--- Start of PROVIDED PASSAGE ---

There’s nothing I hate more, when playing a video game, than being railroaded. When a game tries to force me along a set path at a set rate, I only go kicking and screaming. Being cattle prodded is not fun to me, and what else would I be playing for? (Well, besides pain management, because gaming is something I only do when I feel like utter crap – it’s an easy way to crank up the endorphins.) The worst form of railroading is setting a ticking clock to artificially create a sense of urgency. It’s fine for casual games like Bejeweled, because there’s nothing to focus on but a few shiny tiles, but in a game where the devs built an interesting world to explore, rushing the player through it is bullshit.
The only thing I bought from the Steam Sale this year is a package of all the old Fallout games for less than ten bucks. I was feeling nostalgic, but one thing I wasn’t nostalgic for was the time limit on the first game in the series. My brother bought it back around its time of release, and I wouldn’t touch it for that reason. I played the second, which didn’t have a time limit, and enjoyed the hell out of it. I only went back and played the first after they removed the time limit in the patch, because by then the game developers realized how much it was a bad idea.
For you see they added all this cool crap you could get as you gained levels, but the original game wouldn’t let you get much past level 12 before the entire game world went up in flames due to a hidden timer that destroyed one town after another as you wasted time, you know, having fun playing the damned thing. They originally designed the game for the type of player who burns through the main quest and doesn’t give a crap about anything else. Then they realized, after tons of people complained, that there was a whole other type of player who likes building a character, exploring, and generally dicking around. These were the people who enjoyed it as a game rather than an interactive movie where you get to shoot things on the screen until the credits roll.

--- End of PROVIDED PASSAGE ---

**TASK SET**
(a) Answer these questions using the post on game time limits:
(i) What did the writer buy in this year's Steam Sale?
(ii) Which Fallout game did the writer play and enjoy before trying the first one?
(iii) About what level did the original first game keep players from getting much past?
(b) Revise the part of the post on game time limits that opens with the words containing "For you see" and closes with "the credits roll.", swapping "main quest" for "central storyline".
(c) According to the post on game time limits, why did the developers remove the time limit from the first Fallout game?
The records that come next are separate material and have no connection to the text above.

--- Start of MATERIAL PROVIDED ---

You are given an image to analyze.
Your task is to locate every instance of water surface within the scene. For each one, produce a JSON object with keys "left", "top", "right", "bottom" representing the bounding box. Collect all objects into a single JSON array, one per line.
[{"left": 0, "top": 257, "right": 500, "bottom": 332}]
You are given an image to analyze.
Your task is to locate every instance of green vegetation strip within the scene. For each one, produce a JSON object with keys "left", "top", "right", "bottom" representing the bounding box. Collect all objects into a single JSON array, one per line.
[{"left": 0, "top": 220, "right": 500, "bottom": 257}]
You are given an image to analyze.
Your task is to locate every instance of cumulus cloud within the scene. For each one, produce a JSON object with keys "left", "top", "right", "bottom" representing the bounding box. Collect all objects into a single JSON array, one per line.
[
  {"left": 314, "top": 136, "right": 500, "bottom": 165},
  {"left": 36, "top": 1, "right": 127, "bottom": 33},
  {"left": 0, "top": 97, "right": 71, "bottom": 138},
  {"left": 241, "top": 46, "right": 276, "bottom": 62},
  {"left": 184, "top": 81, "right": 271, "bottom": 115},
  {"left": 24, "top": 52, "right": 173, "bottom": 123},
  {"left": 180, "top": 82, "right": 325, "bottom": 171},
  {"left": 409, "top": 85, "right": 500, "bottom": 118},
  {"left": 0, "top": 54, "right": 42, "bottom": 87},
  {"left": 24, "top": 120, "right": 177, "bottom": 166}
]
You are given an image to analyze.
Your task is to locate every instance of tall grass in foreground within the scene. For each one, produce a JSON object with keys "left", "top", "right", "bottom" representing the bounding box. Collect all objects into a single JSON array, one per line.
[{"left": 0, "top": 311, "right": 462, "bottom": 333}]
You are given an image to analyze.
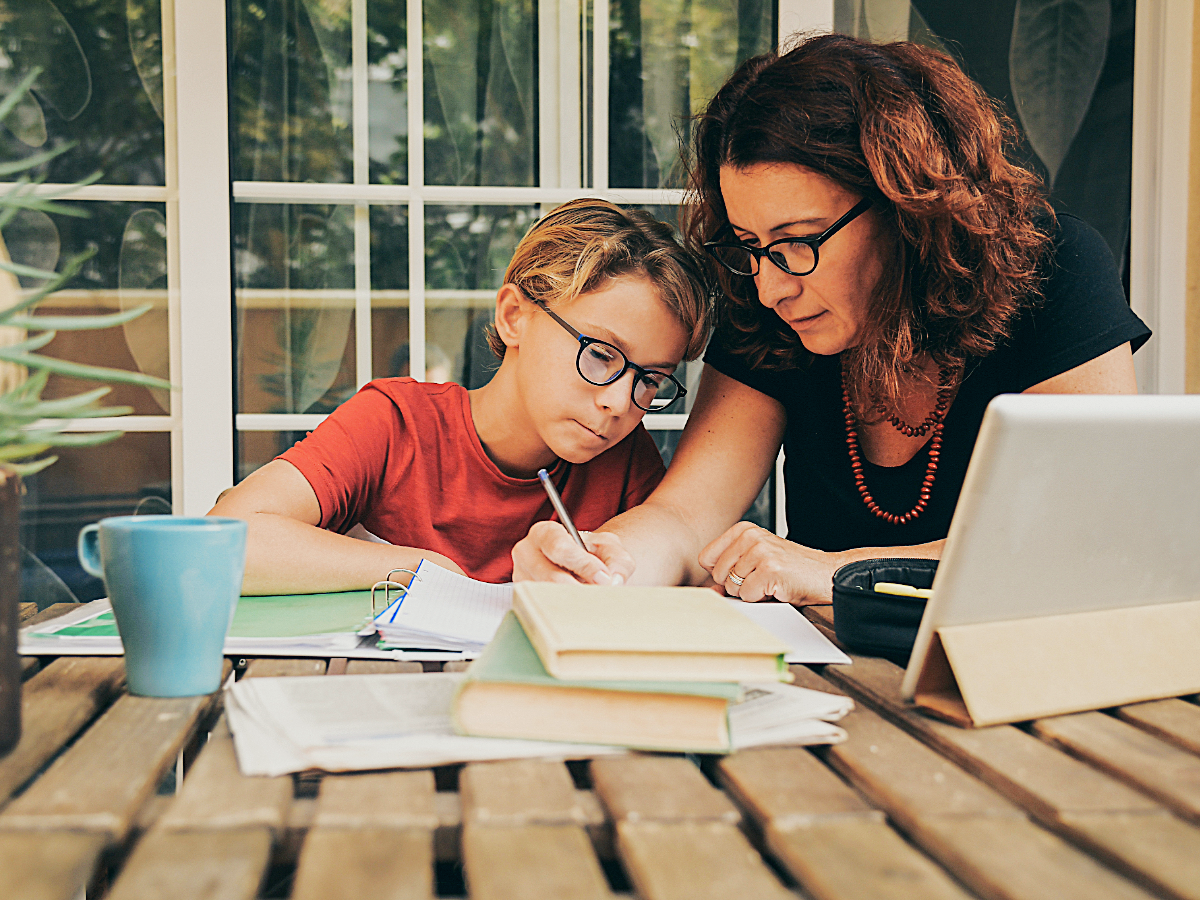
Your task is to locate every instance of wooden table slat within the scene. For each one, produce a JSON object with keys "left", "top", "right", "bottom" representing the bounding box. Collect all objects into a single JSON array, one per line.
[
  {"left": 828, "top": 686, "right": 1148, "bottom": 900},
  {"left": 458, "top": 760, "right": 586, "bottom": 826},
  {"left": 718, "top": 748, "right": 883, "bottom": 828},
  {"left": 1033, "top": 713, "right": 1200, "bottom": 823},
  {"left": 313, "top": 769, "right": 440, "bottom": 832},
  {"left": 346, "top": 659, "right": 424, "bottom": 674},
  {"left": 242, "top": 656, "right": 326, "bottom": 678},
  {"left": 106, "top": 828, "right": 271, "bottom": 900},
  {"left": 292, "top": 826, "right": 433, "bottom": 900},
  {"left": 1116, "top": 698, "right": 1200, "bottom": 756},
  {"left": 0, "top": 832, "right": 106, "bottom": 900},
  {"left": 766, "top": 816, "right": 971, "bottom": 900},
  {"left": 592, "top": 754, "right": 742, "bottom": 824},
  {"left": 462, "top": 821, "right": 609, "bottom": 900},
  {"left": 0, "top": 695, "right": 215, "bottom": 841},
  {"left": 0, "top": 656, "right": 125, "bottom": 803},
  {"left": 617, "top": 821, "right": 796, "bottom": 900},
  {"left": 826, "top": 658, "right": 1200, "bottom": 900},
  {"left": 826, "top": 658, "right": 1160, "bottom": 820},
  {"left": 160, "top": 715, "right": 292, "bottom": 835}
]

--- End of MATERIAL PROVIDED ---

**RESPONSES PER TASK**
(a)
(i) A package of all the old Fallout games for less than ten bucks.
(ii) The second game, which had no time limit.
(iii) Level 12.

(b)
For you see they added all this cool crap you could get as you gained levels, but the original game wouldn’t let you get much past level 12 before the entire game world went up in flames due to a hidden timer that destroyed one town after another as you wasted time, you know, having fun playing the damned thing. They originally designed the game for the type of player who burns through the central storyline and doesn’t give a crap about anything else. Then they realized, after tons of people complained, that there was a whole other type of player who likes building a character, exploring, and generally dicking around. These were the people who enjoyed it as a game rather than an interactive movie where you get to shoot things on the screen until the credits roll.

(c) After many people complained, the developers realized there was a whole other type of player besides those who rush through the main quest. These players like building a character, exploring, and generally messing around, so the developers saw the time limit as a bad idea.